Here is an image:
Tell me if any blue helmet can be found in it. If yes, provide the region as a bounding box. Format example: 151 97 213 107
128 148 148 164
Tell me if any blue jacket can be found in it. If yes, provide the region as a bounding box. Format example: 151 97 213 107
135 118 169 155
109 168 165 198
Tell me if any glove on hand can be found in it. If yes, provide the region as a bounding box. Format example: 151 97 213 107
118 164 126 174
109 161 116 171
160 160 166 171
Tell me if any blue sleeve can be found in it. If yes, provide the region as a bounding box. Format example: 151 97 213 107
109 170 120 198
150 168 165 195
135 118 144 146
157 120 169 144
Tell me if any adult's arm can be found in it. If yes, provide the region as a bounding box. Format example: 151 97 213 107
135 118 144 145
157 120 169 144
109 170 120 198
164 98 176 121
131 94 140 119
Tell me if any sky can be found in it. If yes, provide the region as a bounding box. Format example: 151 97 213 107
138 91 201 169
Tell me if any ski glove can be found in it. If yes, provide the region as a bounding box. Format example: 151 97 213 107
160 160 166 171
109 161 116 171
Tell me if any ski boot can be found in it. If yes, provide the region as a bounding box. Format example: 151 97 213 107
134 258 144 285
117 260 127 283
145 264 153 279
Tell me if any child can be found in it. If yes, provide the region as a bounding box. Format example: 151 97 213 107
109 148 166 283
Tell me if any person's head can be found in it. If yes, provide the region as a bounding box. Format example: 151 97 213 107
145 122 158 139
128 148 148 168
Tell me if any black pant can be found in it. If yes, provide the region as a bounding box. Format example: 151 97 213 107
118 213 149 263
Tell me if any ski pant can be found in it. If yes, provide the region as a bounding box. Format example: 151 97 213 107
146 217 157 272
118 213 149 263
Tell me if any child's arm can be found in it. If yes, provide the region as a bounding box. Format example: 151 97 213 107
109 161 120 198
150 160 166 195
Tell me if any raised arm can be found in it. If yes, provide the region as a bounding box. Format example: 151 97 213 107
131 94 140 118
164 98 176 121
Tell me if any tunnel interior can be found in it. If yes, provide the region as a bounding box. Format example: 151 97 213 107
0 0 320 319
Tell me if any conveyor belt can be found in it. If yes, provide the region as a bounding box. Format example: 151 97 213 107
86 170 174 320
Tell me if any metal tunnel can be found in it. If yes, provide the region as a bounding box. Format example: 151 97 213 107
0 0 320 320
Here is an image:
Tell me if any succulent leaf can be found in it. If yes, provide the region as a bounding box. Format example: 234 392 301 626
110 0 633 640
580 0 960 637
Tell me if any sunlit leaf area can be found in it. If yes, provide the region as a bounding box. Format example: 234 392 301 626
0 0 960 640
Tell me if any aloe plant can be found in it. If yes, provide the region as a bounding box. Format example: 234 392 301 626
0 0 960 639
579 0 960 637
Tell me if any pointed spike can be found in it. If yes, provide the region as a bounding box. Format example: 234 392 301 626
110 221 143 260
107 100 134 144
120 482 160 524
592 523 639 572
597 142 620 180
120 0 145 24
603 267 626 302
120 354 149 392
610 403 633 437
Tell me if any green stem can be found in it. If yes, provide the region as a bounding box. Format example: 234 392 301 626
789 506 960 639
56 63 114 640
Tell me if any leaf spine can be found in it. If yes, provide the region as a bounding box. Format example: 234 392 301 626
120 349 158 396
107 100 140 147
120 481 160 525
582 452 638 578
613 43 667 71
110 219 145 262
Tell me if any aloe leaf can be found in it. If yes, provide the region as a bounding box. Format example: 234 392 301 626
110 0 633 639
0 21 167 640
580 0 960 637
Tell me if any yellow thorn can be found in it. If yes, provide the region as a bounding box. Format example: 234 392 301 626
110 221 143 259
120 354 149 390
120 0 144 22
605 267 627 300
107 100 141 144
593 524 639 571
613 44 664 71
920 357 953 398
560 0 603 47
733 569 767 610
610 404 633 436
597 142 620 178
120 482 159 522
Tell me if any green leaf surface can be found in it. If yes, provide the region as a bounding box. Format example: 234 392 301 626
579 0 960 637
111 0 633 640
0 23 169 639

----

-- JOB --
Format all the items above as a numbered list, leaving out any blank lines.

-- TASK RESPONSE --
1. Here is an image:
2. Tell me if any blue helmet can be found in it. If yes, provide the region as a bounding box. Format example: 151 97 213 107
3. 128 148 148 164
4. Tell me if any blue jacket can be found in it. If yes, provide the region as a bounding box. Format example: 151 97 213 107
5. 135 118 169 155
6. 109 168 165 198
7. Tell me if any glove on hand can be found in it. If yes, provide the region as a bounding box. Format example: 151 97 213 107
8. 118 164 126 174
9. 109 161 116 171
10. 160 160 166 171
11. Tell me if any blue sleeve can be found in it. If yes, provide the region as a bounding box. Format example: 151 97 213 107
12. 109 170 120 198
13. 150 168 165 195
14. 135 118 144 146
15. 157 120 169 144
16. Tell me if any adult's arm can be found in it. If yes, provide the region as a bounding box. Format example: 151 97 213 107
17. 135 118 144 145
18. 157 120 169 144
19. 109 170 120 198
20. 164 98 176 121
21. 131 94 140 119
22. Tell me if any sky can be found in it. If yes, provide the region as a bounding box. Format example: 151 97 213 107
23. 138 91 201 169
24. Tell me if any ski glove can be found in it. If yes, provide the region as a bounding box. Format example: 151 97 213 107
25. 160 160 166 171
26. 109 161 116 171
27. Tell me if any ski boot can be found in it. If yes, provide the region as a bounding box. Format example: 151 97 213 107
28. 134 258 144 285
29. 117 260 127 283
30. 145 264 153 279
31. Tell me if any child can be found in it. If yes, provide the region as a bounding box. Format example: 151 97 213 107
32. 109 148 166 283
33. Tell me if any person's head can be found in it. If yes, provide the region as a bounding box. Format example: 151 97 213 107
34. 145 122 158 139
35. 128 148 148 168
36. Tell me if any black pant can be found in it. If yes, provide the region as a bounding box. Format example: 151 97 213 107
37. 118 213 149 263
38. Tell me if any ski pant can be found in it. If yes, provide the region as a bounding box. Format example: 151 97 213 107
39. 146 217 157 272
40. 118 213 149 263
41. Tell me if any child's arm can be found in it. If yes, provide the region as a bounding box. Format example: 151 97 213 107
42. 109 161 120 198
43. 150 160 166 195
44. Tell me if any raised arm can be found in it. If yes, provide the region as a bounding box. Format example: 151 97 213 107
45. 131 94 140 118
46. 164 98 176 121
47. Tell me if any tunnel interior can be found in it. If yes, provide the region as a bounding box. Format example: 151 97 213 107
48. 0 0 320 319
49. Tell me if any conveyor belt can be found in it. If yes, provide the region as a bounding box. Format example: 151 97 213 107
50. 86 170 174 320
51. Tell me if any metal tunnel can be found in it. If yes, provide the region as a bounding box. Format example: 151 97 213 107
52. 0 0 320 320
53. Here is an image:
54. Tell me if any succulent leaf can be found in it. If yes, provide the region as a bounding box. Format example: 234 392 301 626
55. 110 0 633 640
56. 580 0 960 637
57. Tell me if any sunlit leaf area can be found in it. If yes, provide the region as a bounding box. Format example: 234 392 301 626
58. 0 0 960 640
59. Tell me if any aloe plant can be found in it. If yes, provide the region as a bounding box. Format example: 234 392 301 626
60. 0 0 960 639
61. 579 0 960 637
62. Tell me if any pointed spike can be found in it. If yes, provide the region as a bounding box. Format example: 234 392 301 626
63. 110 221 143 260
64. 107 100 134 144
65. 120 482 160 524
66. 592 523 639 572
67. 597 142 620 180
68. 120 0 145 24
69. 603 267 626 302
70. 120 354 149 392
71. 610 403 633 437
72. Tell me if any green stem can be found in it. If yes, provide the region as a bounding box. Format example: 234 392 301 626
73. 789 506 960 639
74. 56 63 114 640
75. Tell me if any leaf spine can be found in it. If yes, provide the region as a bounding box. Format example: 234 392 301 626
76. 120 349 158 396
77. 107 100 140 147
78. 120 481 160 525
79. 582 452 638 578
80. 613 43 667 71
81. 110 219 145 262
82. Tell me if any aloe leaf can be found in it. If yes, provide the region as a bounding box. Format example: 234 392 301 626
83. 110 0 633 639
84. 0 21 167 640
85. 580 0 960 637
86. Tell me if any yellow thorn can be found in it. If yes, provide the region as a bounding box. Format example: 234 392 301 626
87. 110 221 143 259
88. 120 354 149 390
89. 120 0 144 22
90. 605 267 627 300
91. 107 100 141 144
92. 593 524 639 571
93. 613 44 664 71
94. 920 357 953 398
95. 560 0 603 47
96. 733 569 767 610
97. 610 404 633 436
98. 597 142 620 178
99. 120 482 159 522
100. Tell me if any green leaf surface can be found in it. If yes, provide the region as a bounding box. Format example: 234 392 301 626
101. 579 0 960 637
102. 111 0 633 640
103. 0 23 169 639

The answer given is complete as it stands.